'''

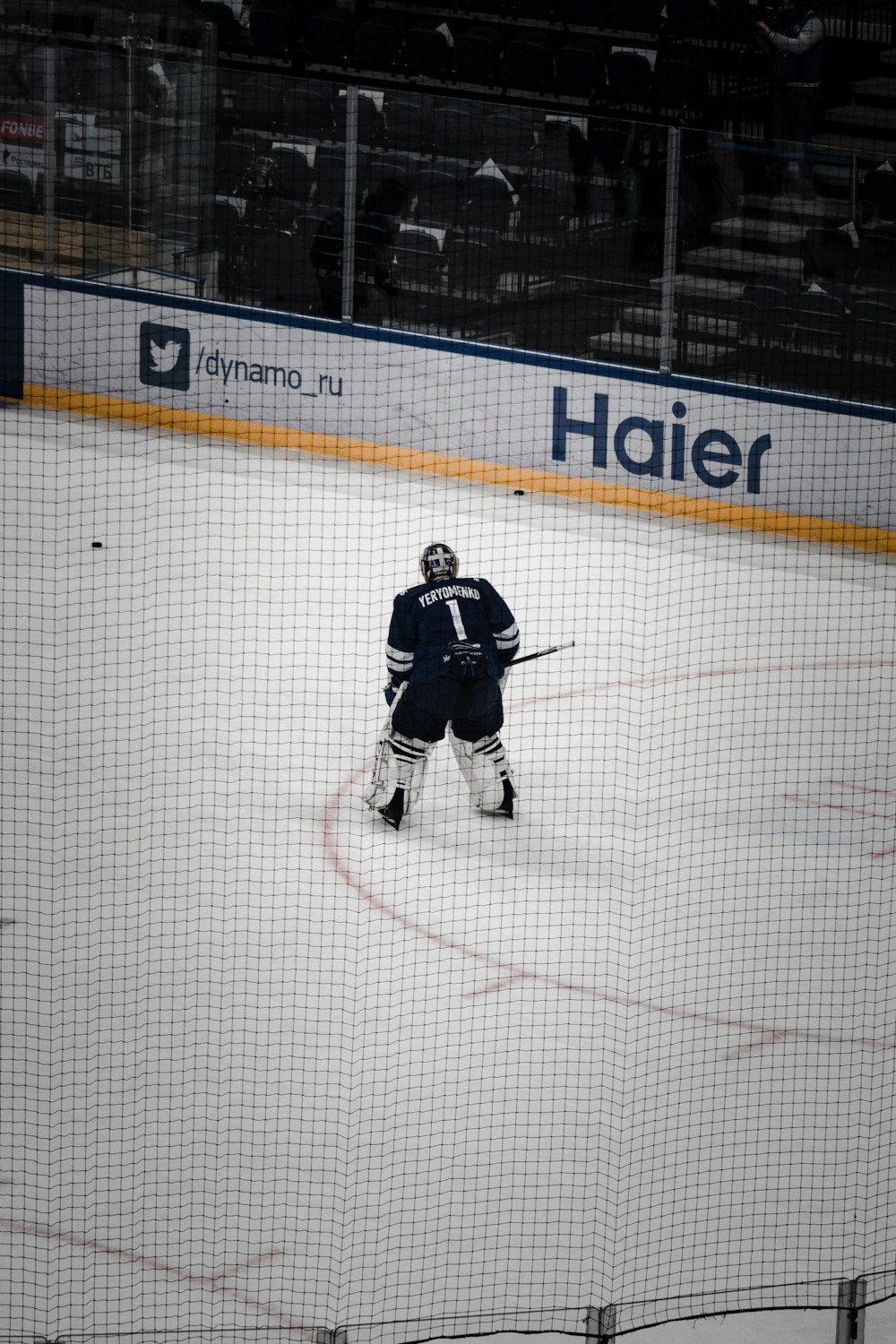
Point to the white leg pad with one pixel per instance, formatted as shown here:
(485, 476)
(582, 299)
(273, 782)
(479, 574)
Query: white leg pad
(484, 765)
(401, 763)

'''

Task goal ▸ Without including any picture, print all of the entries above exactly.

Worked solution ▸
Point to the white leg pad with one pixel per instance, formatted as shown here:
(485, 476)
(582, 299)
(273, 782)
(479, 574)
Query: white leg pad
(484, 765)
(401, 763)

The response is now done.